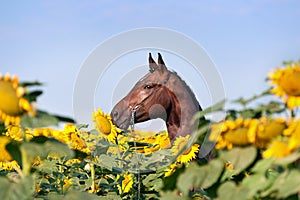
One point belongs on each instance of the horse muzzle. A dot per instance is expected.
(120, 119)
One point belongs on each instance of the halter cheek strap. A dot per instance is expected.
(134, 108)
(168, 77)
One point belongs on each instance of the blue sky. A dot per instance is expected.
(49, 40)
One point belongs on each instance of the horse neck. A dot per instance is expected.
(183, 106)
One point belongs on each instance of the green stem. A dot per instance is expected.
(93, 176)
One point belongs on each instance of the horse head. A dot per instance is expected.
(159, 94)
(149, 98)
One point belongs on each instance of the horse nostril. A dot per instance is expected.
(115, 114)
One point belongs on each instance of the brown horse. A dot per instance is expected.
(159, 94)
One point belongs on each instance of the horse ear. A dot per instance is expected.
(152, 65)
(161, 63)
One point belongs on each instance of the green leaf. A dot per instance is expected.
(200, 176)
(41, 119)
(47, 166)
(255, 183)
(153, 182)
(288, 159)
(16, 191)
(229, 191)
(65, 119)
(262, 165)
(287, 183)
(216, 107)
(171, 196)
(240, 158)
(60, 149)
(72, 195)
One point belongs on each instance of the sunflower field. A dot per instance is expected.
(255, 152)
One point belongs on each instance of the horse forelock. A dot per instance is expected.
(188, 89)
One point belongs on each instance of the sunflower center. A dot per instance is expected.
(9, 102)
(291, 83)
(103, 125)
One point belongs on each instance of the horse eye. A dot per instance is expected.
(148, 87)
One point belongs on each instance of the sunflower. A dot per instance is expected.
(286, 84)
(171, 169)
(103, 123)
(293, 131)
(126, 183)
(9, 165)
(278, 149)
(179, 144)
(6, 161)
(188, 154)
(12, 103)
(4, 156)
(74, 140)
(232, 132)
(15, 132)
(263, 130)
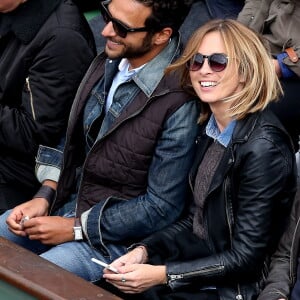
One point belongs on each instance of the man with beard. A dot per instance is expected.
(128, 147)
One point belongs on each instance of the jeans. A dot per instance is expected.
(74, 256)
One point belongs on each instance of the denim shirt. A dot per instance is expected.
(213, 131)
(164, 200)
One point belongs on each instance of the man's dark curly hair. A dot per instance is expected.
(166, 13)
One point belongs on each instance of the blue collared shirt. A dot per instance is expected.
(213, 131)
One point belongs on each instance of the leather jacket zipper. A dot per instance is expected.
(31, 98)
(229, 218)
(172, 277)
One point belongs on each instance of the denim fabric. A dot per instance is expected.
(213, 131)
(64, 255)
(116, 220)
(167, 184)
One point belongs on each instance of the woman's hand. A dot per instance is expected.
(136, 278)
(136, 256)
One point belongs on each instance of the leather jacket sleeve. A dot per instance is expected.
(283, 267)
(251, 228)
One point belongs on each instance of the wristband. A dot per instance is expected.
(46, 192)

--

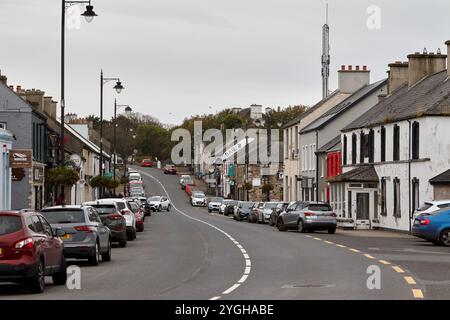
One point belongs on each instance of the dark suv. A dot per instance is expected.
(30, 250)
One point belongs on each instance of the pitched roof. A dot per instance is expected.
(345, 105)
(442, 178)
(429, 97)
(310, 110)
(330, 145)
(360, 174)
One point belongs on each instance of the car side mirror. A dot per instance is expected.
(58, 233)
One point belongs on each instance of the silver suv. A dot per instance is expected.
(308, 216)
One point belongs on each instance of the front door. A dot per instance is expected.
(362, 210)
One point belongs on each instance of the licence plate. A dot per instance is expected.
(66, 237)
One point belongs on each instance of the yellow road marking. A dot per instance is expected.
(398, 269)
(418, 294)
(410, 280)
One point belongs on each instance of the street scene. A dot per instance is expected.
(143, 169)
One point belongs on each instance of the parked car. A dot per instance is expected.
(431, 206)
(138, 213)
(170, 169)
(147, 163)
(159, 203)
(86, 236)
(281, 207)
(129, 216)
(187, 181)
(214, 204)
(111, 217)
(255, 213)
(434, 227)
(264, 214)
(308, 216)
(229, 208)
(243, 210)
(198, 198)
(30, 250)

● Objective
Copy out each line of the entries above that includes the word "shirt".

● Written response
One point belongs on each instance of the denim shirt. A dot per instance is expected.
One point belongs on each instance of the blue collared shirt. A dot per instance is expected.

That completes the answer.